• **Written request**:
Duplicate every line of the following items without any alteration.

[Records from a data collection]
::::::
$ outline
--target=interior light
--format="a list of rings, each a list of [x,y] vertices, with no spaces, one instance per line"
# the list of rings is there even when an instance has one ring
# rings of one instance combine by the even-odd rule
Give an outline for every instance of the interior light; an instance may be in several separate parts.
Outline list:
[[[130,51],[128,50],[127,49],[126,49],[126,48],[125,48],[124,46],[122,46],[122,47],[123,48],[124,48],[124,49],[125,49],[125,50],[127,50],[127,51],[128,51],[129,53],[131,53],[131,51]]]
::::::
• **Result of the task**:
$ outline
--target=interior light
--format="a list of rings, each a list of [x,y] vertices, with no spaces, one instance per line"
# the list of rings is there even when an instance has one ring
# rings of one instance combine by the even-odd rule
Give an outline for every instance of the interior light; an instance may be in several separate parts.
Outline list:
[[[130,51],[128,50],[127,49],[126,49],[126,48],[125,48],[124,46],[122,46],[122,47],[123,48],[124,48],[124,49],[125,49],[125,50],[127,50],[127,51],[128,51],[129,53],[131,53],[131,51]]]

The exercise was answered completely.